Dataset excerpt.
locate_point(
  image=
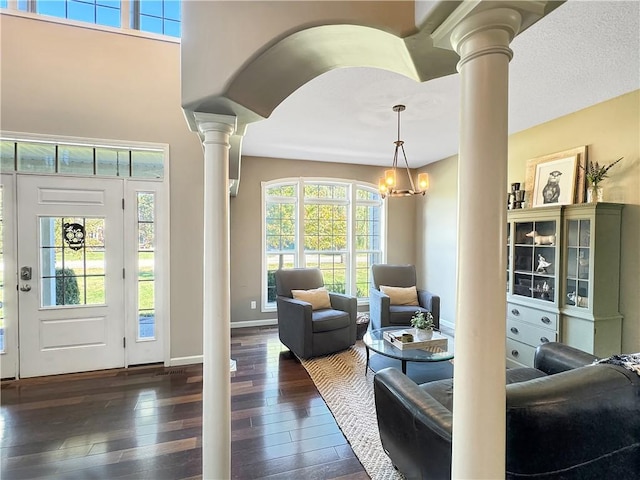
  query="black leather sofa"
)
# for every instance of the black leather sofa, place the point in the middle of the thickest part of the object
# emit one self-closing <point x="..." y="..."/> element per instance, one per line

WHAT IS NEEDED.
Could you repeat every row above word for word, leaving the pictures out of your answer?

THE REPLY.
locate_point(
  image=
  query="black leather sofa"
)
# for every instance of the black leather sofa, place the point in the middle of the thickest part of the object
# emit one self-closing <point x="..." y="..."/> element per instance, one per line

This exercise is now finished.